[[ Recorded information open ]]

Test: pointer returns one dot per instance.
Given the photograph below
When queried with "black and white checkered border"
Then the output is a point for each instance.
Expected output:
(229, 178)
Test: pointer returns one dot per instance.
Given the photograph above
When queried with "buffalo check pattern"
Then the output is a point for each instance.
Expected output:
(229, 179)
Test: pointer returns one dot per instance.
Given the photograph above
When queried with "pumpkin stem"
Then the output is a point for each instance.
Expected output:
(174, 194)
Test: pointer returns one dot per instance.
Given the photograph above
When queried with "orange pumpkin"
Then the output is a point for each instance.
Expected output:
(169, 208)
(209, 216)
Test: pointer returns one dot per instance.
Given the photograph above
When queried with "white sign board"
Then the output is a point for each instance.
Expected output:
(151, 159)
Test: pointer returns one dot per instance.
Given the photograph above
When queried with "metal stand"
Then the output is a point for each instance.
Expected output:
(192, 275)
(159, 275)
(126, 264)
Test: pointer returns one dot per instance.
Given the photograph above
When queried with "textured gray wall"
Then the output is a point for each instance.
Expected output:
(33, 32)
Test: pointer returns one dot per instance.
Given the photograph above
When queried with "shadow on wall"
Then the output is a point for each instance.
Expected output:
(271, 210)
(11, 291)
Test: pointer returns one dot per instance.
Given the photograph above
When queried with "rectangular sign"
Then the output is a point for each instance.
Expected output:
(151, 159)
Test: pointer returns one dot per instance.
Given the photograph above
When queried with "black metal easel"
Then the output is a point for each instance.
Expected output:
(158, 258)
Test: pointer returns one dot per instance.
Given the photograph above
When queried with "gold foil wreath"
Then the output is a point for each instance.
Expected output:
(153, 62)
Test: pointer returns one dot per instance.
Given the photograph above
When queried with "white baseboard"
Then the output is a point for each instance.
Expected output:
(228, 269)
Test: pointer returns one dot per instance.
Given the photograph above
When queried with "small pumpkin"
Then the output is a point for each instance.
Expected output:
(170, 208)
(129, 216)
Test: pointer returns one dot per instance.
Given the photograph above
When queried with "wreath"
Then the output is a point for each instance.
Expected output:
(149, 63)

[[ Recorded information closed ]]

▸ Description of the task: Look through the records for the word "wall". Every line that has it should be copied.

▸ Answer for this exercise:
When queried with "textured gray wall"
When queried with "shadow on wall"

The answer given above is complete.